* [PAGE]

*****

### Instructions

Credit reports are part of the external data recovered by FairMoney. The point here is to evaluate your ability to process semi-structured data to extract features that you think are relevant for credit scoring.

- From the file *credit_report_sample.json*, the goal is to extract/create all the features that seem relevant to you.
- For each constructed variable, tell us how it could be relevant to improve the risk scoring model.
- The output should be a Python function/class which takes one or more credit reports as input and returns the features as they can be used by a model.

We will evaluate your ability to manipulate semi-structured data and your business sense.

# Notebook Summary
A single function has been built to construct different variables neccessary for augmenting a risk model for improved performance.

This function takes the json file (or link in this case) and generates a ready to use dataframe containing diffent variables considered neccessary to augment a Credit Risk Model for FairMoney.


What to Expect?
There are two important section for review.
1. **The Code Block.** A detailed function designed to mung the JSON file and develop a variable list of 39 columns.
2. **Data Extraction and Field Selection:** Containing a documentation of sections of the JSON and fields extracted from these sections to develop the dataset. It also details each field in the final dataframe.




# Code Block

In [None]:

import pandas as pd
import requests
from datetime import datetime
from dateutil.relativedelta import relativedelta


def process_credit_data(json_link):
    """

*****

* [RAW DATA]
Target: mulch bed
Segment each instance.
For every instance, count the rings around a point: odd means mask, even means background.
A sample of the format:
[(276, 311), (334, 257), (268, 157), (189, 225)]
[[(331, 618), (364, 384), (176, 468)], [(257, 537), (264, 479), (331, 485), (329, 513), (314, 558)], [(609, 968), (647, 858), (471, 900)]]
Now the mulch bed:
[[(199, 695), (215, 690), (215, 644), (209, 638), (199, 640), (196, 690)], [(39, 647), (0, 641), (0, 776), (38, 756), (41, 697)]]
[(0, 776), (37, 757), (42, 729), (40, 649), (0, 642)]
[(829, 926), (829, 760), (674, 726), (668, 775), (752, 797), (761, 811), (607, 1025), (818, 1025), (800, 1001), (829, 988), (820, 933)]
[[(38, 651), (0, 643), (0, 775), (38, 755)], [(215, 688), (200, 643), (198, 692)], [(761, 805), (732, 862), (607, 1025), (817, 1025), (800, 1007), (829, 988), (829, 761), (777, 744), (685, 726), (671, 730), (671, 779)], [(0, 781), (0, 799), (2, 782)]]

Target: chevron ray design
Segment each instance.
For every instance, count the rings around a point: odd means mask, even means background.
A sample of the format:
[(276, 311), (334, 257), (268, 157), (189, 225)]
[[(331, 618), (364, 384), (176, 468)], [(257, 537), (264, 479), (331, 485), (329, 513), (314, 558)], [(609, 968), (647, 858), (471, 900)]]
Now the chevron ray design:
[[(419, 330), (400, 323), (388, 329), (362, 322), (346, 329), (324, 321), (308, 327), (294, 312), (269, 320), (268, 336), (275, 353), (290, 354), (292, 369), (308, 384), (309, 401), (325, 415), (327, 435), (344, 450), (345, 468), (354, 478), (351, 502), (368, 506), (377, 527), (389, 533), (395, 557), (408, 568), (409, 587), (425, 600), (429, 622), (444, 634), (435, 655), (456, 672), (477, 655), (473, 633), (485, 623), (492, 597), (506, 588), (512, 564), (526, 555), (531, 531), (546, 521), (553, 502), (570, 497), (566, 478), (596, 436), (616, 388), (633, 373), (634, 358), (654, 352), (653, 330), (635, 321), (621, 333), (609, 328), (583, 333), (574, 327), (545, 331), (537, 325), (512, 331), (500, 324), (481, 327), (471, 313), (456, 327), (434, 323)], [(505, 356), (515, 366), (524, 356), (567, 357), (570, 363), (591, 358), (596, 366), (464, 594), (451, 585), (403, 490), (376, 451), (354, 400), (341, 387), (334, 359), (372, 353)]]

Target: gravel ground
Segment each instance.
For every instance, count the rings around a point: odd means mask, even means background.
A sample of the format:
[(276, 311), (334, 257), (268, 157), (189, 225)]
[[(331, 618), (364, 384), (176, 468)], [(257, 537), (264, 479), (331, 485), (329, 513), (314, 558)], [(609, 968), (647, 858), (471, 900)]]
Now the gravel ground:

*****

* [OBJECTIVES]
A – Reproduce the full credit report exercise text word for word, from its first line to its last.
B – Restate verbatim the stretch of the records from their start through the line containing "359), (372, 353)]]", with both ends included.

* [FULL SOLUTIONS]
A –
### Instructions

Credit reports are part of the external data recovered by FairMoney. The point here is to evaluate your ability to process semi-structured data to extract features that you think are relevant for credit scoring.

- From the file *credit_report_sample.json*, the goal is to extract/create all the features that seem relevant to you.
- For each constructed variable, tell us how it could be relevant to improve the risk scoring model.
- The output should be a Python function/class which takes one or more credit reports as input and returns the features as they can be used by a model.

We will evaluate your ability to manipulate semi-structured data and your business sense.

# Notebook Summary
A single function has been built to construct different variables neccessary for augmenting a risk model for improved performance.

This function takes the json file (or link in this case) and generates a ready to use dataframe containing diffent variables considered neccessary to augment a Credit Risk Model for FairMoney.


What to Expect?
There are two important section for review.
1. **The Code Block.** A detailed function designed to mung the JSON file and develop a variable list of 39 columns.
2. **Data Extraction and Field Selection:** Containing a documentation of sections of the JSON and fields extracted from these sections to develop the dataset. It also details each field in the final dataframe.




# Code Block

In [None]:

import pandas as pd
import requests
from datetime import datetime
from dateutil.relativedelta import relativedelta


def process_credit_data(json_link):
    """

B –
Target: mulch bed
Segment each instance.
For every instance, count the rings around a point: odd means mask, even means background.
A sample of the format:
[(276, 311), (334, 257), (268, 157), (189, 225)]
[[(331, 618), (364, 384), (176, 468)], [(257, 537), (264, 479), (331, 485), (329, 513), (314, 558)], [(609, 968), (647, 858), (471, 900)]]
Now the mulch bed:
[[(199, 695), (215, 690), (215, 644), (209, 638), (199, 640), (196, 690)], [(39, 647), (0, 641), (0, 776), (38, 756), (41, 697)]]
[(0, 776), (37, 757), (42, 729), (40, 649), (0, 642)]
[(829, 926), (829, 760), (674, 726), (668, 775), (752, 797), (761, 811), (607, 1025), (818, 1025), (800, 1001), (829, 988), (820, 933)]
[[(38, 651), (0, 643), (0, 775), (38, 755)], [(215, 688), (200, 643), (198, 692)], [(761, 805), (732, 862), (607, 1025), (817, 1025), (800, 1007), (829, 988), (829, 761), (777, 744), (685, 726), (671, 730), (671, 779)], [(0, 781), (0, 799), (2, 782)]]

Target: chevron ray design
Segment each instance.
For every instance, count the rings around a point: odd means mask, even means background.
A sample of the format:
[(276, 311), (334, 257), (268, 157), (189, 225)]
[[(331, 618), (364, 384), (176, 468)], [(257, 537), (264, 479), (331, 485), (329, 513), (314, 558)], [(609, 968), (647, 858), (471, 900)]]
Now the chevron ray design:
[[(419, 330), (400, 323), (388, 329), (362, 322), (346, 329), (324, 321), (308, 327), (294, 312), (269, 320), (268, 336), (275, 353), (290, 354), (292, 369), (308, 384), (309, 401), (325, 415), (327, 435), (344, 450), (345, 468), (354, 478), (351, 502), (368, 506), (377, 527), (389, 533), (395, 557), (408, 568), (409, 587), (425, 600), (429, 622), (444, 634), (435, 655), (456, 672), (477, 655), (473, 633), (485, 623), (492, 597), (506, 588), (512, 564), (526, 555), (531, 531), (546, 521), (553, 502), (570, 497), (566, 478), (596, 436), (616, 388), (633, 373), (634, 358), (654, 352), (653, 330), (635, 321), (621, 333), (609, 328), (583, 333), (574, 327), (545, 331), (537, 325), (512, 331), (500, 324), (481, 327), (471, 313), (456, 327), (434, 323)], [(505, 356), (515, 366), (524, 356), (567, 357), (570, 363), (591, 358), (596, 366), (464, 594), (451, 585), (403, 490), (376, 451), (354, 400), (341, 387), (334, 359), (372, 353)]]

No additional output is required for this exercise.